> **Exercise description**
Lay out every one of the rows below as a numbered list, leaving out any blank lines.

Rows from a data source:
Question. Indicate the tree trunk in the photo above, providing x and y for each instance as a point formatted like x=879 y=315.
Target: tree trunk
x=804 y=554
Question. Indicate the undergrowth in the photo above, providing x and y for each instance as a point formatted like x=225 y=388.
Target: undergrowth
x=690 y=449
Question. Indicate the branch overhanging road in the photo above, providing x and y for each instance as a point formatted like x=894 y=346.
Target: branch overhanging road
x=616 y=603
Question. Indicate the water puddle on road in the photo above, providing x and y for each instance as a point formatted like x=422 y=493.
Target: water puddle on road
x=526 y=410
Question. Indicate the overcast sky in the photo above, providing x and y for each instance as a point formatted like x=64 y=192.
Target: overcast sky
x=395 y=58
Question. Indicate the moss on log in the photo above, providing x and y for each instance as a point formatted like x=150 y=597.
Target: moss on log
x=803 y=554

> **Exercise output**
1. Question. Indicate the tree trunk in the photo above, providing x and y for each instance as a point formatted like x=879 y=315.
2. Target: tree trunk
3. x=804 y=554
4. Question. Indicate the undergrowth in the photo above, providing x and y for each instance as a point formatted like x=225 y=388.
5. Target: undergrowth
6. x=690 y=449
7. Question. Indicate the branch overhanging road in the photo above, providing x and y for each instance as a point formatted like x=894 y=346.
8. Target: branch overhanging road
9. x=616 y=603
10. Question. Indicate the water puddle on road in the photo above, providing x and y for each instance as a point formatted like x=422 y=493.
11. Target: water puddle on road
12. x=526 y=410
13. Question. Indicate the overcast sky in the photo above, providing x and y for each instance as a point formatted like x=64 y=192.
14. Target: overcast sky
15. x=395 y=58
16. Question. Indicate the moss on log in the photo above, providing x and y for each instance as a point formatted like x=150 y=597.
17. Target: moss on log
18. x=803 y=554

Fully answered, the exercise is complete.